Fonte
Esse é apenas um entre 5.255 projetos de lei que tramitam na Câmara dos Deputados com o intuito de alterar a CLT. Isso sem considerar as propostas apensadas — aquelas vinculadas a outras semelhantes. Seja para fortalecer os direitos do trabalhador, seja para flexibilizá-los, há uma unanimidade entre os parlamentares: as leis atuais devem ser atualizadas de alguma forma.
A vice-presidente da Comissão de Trabalho, de Administração e Serviço Público da Câmara, deputada Flávia Morais (PDT-GO), acredita que o volume de projetos de lei para tentar aprimorar a CLT é resultado da abertura que a própria história do Brasil concede às questões trabalhistas. “São vários segmentos buscando melhorar as condições de trabalho. Mas considero alguns projetos exagerados, chegando a criar dificuldades para as relações entre patrões e empregados, no sentido de onerar a folha de pagamento e causar o desemprego”, observa.

Exercício rápido
Repita na íntegra o texto sobre os projetos de lei que querem mudar a CLT, sem trocar nenhuma palavra.

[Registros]
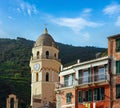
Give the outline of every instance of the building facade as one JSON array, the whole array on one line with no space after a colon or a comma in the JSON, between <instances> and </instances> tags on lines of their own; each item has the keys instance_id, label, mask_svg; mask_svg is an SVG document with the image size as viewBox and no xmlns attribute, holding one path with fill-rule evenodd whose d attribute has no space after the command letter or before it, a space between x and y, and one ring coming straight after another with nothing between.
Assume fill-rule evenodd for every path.
<instances>
[{"instance_id":1,"label":"building facade","mask_svg":"<svg viewBox=\"0 0 120 108\"><path fill-rule=\"evenodd\" d=\"M108 37L108 55L62 68L57 108L120 107L120 35Z\"/></svg>"},{"instance_id":2,"label":"building facade","mask_svg":"<svg viewBox=\"0 0 120 108\"><path fill-rule=\"evenodd\" d=\"M59 49L47 29L32 48L31 106L32 108L55 108L55 82L58 82Z\"/></svg>"}]
</instances>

Exercício resolvido
Esse é apenas um entre 5.255 projetos de lei que tramitam na Câmara dos Deputados com o intuito de alterar a CLT. Isso sem considerar as propostas apensadas — aquelas vinculadas a outras semelhantes. Seja para fortalecer os direitos do trabalhador, seja para flexibilizá-los, há uma unanimidade entre os parlamentares: as leis atuais devem ser atualizadas de alguma forma.
A vice-presidente da Comissão de Trabalho, de Administração e Serviço Público da Câmara, deputada Flávia Morais (PDT-GO), acredita que o volume de projetos de lei para tentar aprimorar a CLT é resultado da abertura que a própria história do Brasil concede às questões trabalhistas. “São vários segmentos buscando melhorar as condições de trabalho. Mas considero alguns projetos exagerados, chegando a criar dificuldades para as relações entre patrões e empregados, no sentido de onerar a folha de pagamento e causar o desemprego”, observa.